**Set task:** According to the article about the Blacksad volume Arctic Nation, who employs Blacksad to find and rescue the kidnapped girl?

**Extract provided:**

Arctic Nation is the second title in the Blacksad series. It was published in 2003 by Dargaud for the French-speaking market, and republished in the United States in 2004 by iBooks for the English-speaking market.

This volume deals with inter-racial violence and racial segregation of the 1950s in a pseudo-American suburbia called The Line. The book also obliquely addresses issues of economic depression, sexual repression and perversion, all intended to expose the social malaise and prejudice that exist beneath the apparently harmonious surfaces of communities.

Synopsis[edit]

Beginning with a black vulture hanged in a street, John Blacksad meets his future sidekick, Weekly. Blacksad rejects him at first due to his unpleasant smell, and because Weekly mistakes him for a fellow tabloid journalist.

Blacksad is working for an old elementary school teacher, Miss Grey (a doe), to find and rescue a young bear girl, Kyle (short for Kayleigh), who was kidnapped, quite possibly by "Arctic Nation", a racist political organization similar to the Ku Klux Klan.

After becoming friends with Weekly through the latter's persistence, Blacksad is harassed in a bar by three Arctic Nation goons (resulting in one of them being thrown into the bar counter). Their leader, a white Arctic fox called Huk, turns out to be a close friend of the local Chief of Police, Karup (a polar bear). The pair is taken to Karup and he is shown to have some racial prejudice himself.

**Material supplied:**
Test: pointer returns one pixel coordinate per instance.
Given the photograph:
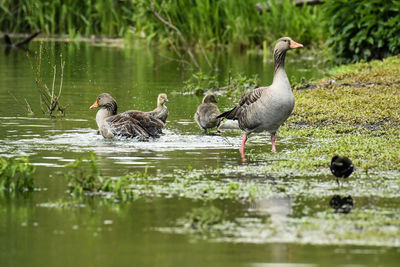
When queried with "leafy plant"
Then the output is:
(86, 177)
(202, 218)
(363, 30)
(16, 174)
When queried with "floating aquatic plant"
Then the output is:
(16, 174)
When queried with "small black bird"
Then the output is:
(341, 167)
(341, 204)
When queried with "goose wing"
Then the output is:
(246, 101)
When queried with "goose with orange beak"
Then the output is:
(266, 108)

* * *

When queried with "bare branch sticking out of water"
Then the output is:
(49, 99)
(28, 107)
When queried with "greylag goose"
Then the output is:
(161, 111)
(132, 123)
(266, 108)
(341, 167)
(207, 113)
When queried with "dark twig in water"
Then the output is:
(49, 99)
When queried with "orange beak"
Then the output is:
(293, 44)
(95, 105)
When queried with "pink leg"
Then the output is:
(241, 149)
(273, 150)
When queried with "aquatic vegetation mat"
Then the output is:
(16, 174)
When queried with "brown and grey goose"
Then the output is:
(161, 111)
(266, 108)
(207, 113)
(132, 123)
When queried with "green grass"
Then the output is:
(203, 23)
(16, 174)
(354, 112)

...

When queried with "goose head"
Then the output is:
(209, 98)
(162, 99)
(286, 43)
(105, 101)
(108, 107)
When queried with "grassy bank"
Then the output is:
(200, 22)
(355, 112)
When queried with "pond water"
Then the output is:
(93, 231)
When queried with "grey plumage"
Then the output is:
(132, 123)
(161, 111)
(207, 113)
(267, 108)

**Task answer:** Miss Grey, an old elementary school teacher, who is a doe.